■ **Your tasks**
[1] In the Éramos Seis article, reproduce the part that opens with the words containing "Éramos Seis (English: Once" and closes with "and Juliana Peres.", swapping "TV Globo" for "Rede Globo".
[2] According to the Éramos Seis article, on what date did the telenovela end?
[3] List every actor the Éramos Seis article names as starring in the main roles.

■ **Reading passage**
Éramos Seis (English: Once We Were Six) is a Brazilian telenovela produced and broadcast by TV Globo. It premiered on 30 September 2019, replacing Órfãos da Terra, and ended on 27 March 2020. It is based on the book of the same name written by Maria José Dupré. The series is adapted by Ângela Chaves, with the collaboration of Bernardo Guilherme, Daisy Chaves and Juliana Peres.

It stars Glória Pires, Nicolas Prattes, Danilo Mesquita, Giullia Buscacio, André Luiz Frambach, Simone Spoladore, Ricardo Pereira and Cássio Gabus Mendes in the main roles.

Plot 
The story tells the life of a middle-class family from São Paulo between the 1920s and 1940s. Lola (Glória Pires) is a kind woman dedicated to her family, is married to Júlio (Antonio Calloni), who aspires to be rich and was indebted to finance a house on Avenida Angélica, in São Paulo; they have four children together. The studious Carlos (Danilo Mesquita) is the pride of the family, but has a troubled romance with Inês (Carol Macedo), whose mother is against the relationship. Alfredo (Nicolas Prattes) lives in conflict with his parents for his rebellious and riotous way, in addition to hating his older brother out of jealousy. The spoiled Isabel (Giullia Buscacio) shocks everyone when she gets involved with Felício (Paulo Rocha), a much older man. Julinho (André Luiz Frambach) dates Lili (Triz Pariz), but aims to rise socially, seeing this opportunity in the romance with Soraia (Rayssa Bratillieri), daughter of the rich Assad (Werner Schünemann), his father's boss. After her husband's premature death, Lola starts selling homemade sweets to support her family.

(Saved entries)
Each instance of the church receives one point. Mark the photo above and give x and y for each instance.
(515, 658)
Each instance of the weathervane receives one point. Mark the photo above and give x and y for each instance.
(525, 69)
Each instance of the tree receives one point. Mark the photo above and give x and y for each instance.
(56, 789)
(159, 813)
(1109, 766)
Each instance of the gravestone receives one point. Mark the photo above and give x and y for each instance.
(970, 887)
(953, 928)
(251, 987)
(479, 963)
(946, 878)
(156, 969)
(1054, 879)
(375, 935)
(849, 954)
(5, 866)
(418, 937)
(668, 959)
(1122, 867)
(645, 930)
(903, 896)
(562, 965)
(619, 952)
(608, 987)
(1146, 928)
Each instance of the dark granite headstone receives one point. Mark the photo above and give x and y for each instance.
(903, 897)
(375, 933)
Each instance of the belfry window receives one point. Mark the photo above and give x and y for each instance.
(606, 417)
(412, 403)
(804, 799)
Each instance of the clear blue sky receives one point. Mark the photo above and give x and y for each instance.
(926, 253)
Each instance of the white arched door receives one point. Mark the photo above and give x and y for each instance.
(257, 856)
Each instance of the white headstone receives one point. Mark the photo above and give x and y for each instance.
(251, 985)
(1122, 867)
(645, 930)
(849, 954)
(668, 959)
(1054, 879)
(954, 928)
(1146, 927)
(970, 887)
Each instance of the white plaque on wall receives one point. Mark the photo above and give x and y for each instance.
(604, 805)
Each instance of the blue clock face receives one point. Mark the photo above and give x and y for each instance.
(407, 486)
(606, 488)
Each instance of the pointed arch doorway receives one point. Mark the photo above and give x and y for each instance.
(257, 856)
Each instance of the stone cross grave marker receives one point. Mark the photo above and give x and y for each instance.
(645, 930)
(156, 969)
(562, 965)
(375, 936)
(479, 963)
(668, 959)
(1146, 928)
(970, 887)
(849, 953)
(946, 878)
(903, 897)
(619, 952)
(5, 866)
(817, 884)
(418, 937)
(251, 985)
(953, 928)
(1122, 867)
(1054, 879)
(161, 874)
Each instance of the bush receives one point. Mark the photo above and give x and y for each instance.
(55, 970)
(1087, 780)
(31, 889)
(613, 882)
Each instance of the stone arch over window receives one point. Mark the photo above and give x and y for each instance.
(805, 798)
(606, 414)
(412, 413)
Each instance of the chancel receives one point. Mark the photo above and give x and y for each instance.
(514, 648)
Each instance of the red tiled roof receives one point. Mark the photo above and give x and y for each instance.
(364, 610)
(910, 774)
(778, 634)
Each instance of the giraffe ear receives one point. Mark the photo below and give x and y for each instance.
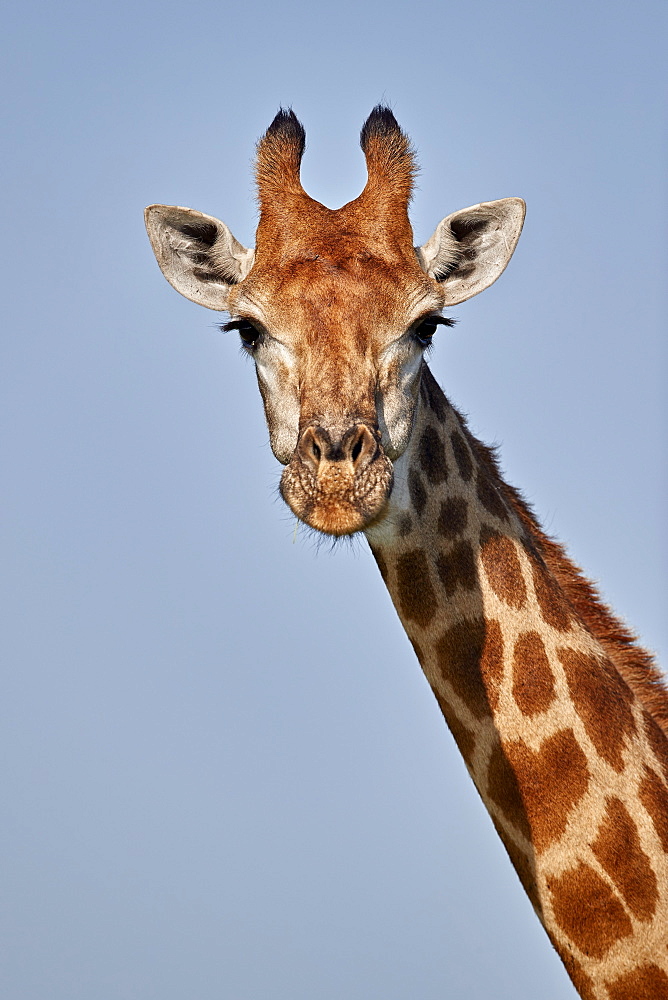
(471, 248)
(197, 254)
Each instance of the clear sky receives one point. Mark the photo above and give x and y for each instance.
(225, 777)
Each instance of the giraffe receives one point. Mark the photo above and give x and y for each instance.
(561, 718)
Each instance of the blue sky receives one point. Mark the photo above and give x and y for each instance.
(227, 777)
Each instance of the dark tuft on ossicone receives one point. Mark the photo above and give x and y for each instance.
(381, 124)
(287, 126)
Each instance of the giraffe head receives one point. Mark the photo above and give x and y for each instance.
(336, 308)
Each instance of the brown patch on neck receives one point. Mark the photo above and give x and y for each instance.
(587, 911)
(565, 592)
(618, 849)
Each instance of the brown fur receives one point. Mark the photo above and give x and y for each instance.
(635, 664)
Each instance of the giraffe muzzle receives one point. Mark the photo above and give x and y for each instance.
(338, 480)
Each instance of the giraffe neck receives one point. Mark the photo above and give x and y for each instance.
(560, 717)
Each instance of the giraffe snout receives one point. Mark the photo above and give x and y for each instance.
(338, 480)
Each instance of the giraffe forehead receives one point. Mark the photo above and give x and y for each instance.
(335, 301)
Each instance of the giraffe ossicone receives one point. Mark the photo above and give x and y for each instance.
(562, 719)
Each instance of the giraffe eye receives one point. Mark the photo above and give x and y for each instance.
(248, 333)
(426, 330)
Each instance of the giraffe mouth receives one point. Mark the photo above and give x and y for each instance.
(337, 483)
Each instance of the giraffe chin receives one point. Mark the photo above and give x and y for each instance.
(337, 501)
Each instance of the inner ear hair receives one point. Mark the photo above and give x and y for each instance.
(197, 253)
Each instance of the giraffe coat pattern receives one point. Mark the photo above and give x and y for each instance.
(560, 716)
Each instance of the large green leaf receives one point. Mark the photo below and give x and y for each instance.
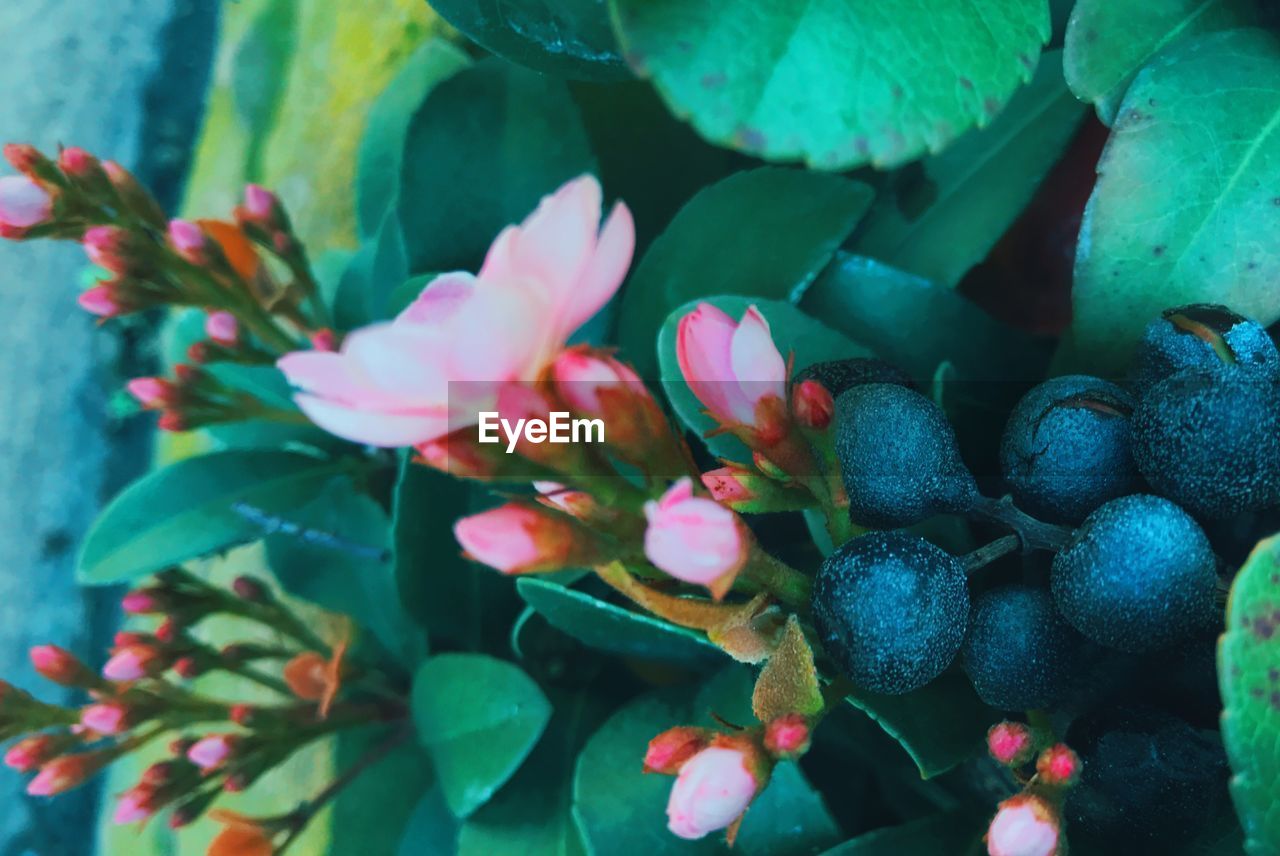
(479, 718)
(764, 232)
(941, 216)
(940, 724)
(794, 333)
(562, 37)
(1187, 204)
(620, 809)
(1107, 41)
(616, 630)
(484, 147)
(196, 507)
(831, 82)
(1249, 680)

■ **Answers to the tasks**
[1]
Éramos Seis (English: Once We Were Six) is a Brazilian telenovela produced and broadcast by Rede Globo. It premiered on 30 September 2019, replacing Órfãos da Terra, and ended on 27 March 2020. It is based on the book of the same name written by Maria José Dupré. The series is adapted by Ângela Chaves, with the collaboration of Bernardo Guilherme, Daisy Chaves and Juliana Peres.

[2] 27 March 2020

[3] Glória Pires, Nicolas Prattes, Danilo Mesquita, Giullia Buscacio, André Luiz Frambach, Simone Spoladore, Ricardo Pereira, Cássio Gabus Mendes